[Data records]
....................

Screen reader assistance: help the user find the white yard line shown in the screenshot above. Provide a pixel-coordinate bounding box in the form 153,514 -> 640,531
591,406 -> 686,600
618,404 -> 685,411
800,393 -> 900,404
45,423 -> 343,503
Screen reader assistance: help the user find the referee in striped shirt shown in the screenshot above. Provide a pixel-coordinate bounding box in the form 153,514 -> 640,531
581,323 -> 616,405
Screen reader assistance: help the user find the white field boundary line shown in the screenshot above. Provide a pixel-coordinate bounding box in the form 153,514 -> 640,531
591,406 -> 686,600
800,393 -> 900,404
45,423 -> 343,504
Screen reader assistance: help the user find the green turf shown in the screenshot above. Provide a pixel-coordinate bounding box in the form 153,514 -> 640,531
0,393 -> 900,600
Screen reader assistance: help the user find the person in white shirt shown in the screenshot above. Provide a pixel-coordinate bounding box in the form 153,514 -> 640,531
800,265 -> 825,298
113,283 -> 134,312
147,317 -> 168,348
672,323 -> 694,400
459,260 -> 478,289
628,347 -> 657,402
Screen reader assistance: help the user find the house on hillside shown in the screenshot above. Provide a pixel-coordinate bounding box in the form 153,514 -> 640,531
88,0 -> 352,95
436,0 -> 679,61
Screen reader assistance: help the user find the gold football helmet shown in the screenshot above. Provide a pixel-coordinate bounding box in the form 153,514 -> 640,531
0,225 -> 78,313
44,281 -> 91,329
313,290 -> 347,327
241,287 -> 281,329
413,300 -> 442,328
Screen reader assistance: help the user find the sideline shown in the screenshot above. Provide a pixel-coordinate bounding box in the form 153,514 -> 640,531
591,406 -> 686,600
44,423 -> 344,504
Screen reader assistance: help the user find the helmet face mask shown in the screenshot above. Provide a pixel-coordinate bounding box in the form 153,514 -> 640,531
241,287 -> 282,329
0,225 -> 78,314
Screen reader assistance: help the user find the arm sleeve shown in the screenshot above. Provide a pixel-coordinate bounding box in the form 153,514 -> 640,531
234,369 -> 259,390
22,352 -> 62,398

....................

* Direction:
Write out each of the entries above line for line, with no changes.

* Result for this task:
Screen reader assistance: help the user find the white yard line shown in the screenshot above. Provide a pixel-coordinate bounding box in the form 153,514 -> 640,531
591,406 -> 686,600
618,404 -> 685,411
800,393 -> 900,404
45,423 -> 343,503
Screen reader assistance: help the user find the referee in striped shirt shown in the screenshot above. Provide a pixel-coordinate bounding box in the form 153,514 -> 640,531
581,323 -> 616,405
Screen reader assistance: help the user find the white field boundary line shown in the screenshot above. Provide a pixel-coordinate bounding box in the form 153,514 -> 640,531
591,406 -> 686,600
800,393 -> 900,404
45,423 -> 343,504
Screen reader assistance: help the user find the green turf shown in the screenshot above. Provide a pixel-coordinate bounding box in the form 153,514 -> 640,531
0,393 -> 900,600
Screen reader assistance: help the user find the person in white shirt shown in the screenshot above. Provide a pixel-coordinate bounding box in the form 153,514 -> 640,531
800,265 -> 825,298
113,283 -> 134,312
147,317 -> 168,348
672,323 -> 694,400
459,260 -> 478,289
628,347 -> 657,402
Screen reader assistance: help the user find the house on hillside shown in the screenshot above. Provide a pixel-coordinate bounding box in the form 153,514 -> 640,531
88,0 -> 352,95
436,0 -> 679,61
Screen reader assistance: help the user find the gold football helmet shown in the screenshot above. Provide a pixel-coordinate bounding box in the form 153,514 -> 640,531
0,225 -> 78,313
44,281 -> 91,329
313,290 -> 347,327
241,287 -> 281,329
413,300 -> 442,328
Screen reader assistance: help the user find the sideline shown in the screenshot above. Provide a pixel-coordinate bounding box in the form 153,514 -> 640,531
591,406 -> 686,600
44,423 -> 344,504
Screen reader assistance: help the user find the helmet face mask shown in the screenshot above. Provide a pixel-coordinate bounding box in the form 153,514 -> 640,531
241,287 -> 282,329
0,225 -> 78,314
Screen reader assistance: help the user find the arm sleeve shown in the screenshot above. Provide a pixel-coordinate bounding box in the form 153,514 -> 640,531
234,369 -> 259,390
22,352 -> 62,398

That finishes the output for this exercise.